### Your instructions:
Switch "instance" to "occurrence" everywhere it occurs in the records below, then write all the records out again, leaving everything else unchanged.

### Entries provided:
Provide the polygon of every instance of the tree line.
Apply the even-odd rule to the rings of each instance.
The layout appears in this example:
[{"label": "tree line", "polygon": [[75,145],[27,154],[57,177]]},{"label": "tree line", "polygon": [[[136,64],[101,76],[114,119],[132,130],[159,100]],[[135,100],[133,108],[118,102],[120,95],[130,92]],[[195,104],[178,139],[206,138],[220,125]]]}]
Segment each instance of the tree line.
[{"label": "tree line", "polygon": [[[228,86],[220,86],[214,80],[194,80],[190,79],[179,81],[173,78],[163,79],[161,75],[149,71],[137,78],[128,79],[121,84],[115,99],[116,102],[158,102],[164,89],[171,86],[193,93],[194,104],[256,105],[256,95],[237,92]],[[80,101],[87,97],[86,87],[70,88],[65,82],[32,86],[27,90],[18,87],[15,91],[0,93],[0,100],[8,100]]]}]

### Solution for this problem:
Provide the polygon of every occurrence of the tree line.
Apply the even-odd rule to the rings of each occurrence.
The layout appears in this example:
[{"label": "tree line", "polygon": [[75,145],[27,154],[57,177]]},{"label": "tree line", "polygon": [[[136,64],[101,76],[114,119],[132,130],[159,100]],[[135,100],[133,108],[118,102],[120,95],[130,92]],[[195,104],[178,139],[206,138],[220,125]]]}]
Segment each occurrence of the tree line.
[{"label": "tree line", "polygon": [[[228,86],[220,86],[214,80],[194,80],[190,79],[179,81],[173,78],[163,79],[161,75],[149,71],[137,78],[128,79],[121,84],[115,99],[116,102],[158,102],[164,89],[171,86],[193,93],[194,104],[256,105],[256,95],[237,92]],[[80,101],[87,97],[86,87],[70,88],[65,82],[32,86],[27,90],[18,87],[15,91],[0,93],[0,100],[8,100]]]}]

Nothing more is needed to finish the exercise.